**Task details**:
Below is a set of records; print all of them exactly as written.

(Given entries begins)

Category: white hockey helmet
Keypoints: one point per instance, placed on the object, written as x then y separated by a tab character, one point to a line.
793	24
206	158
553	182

(Given entries ends)

**Task output**:
Category: white hockey helmet
Keypoints: one point per instance, placed on the object, written as x then y separated by a tab character, one point to a line.
793	24
206	158
553	182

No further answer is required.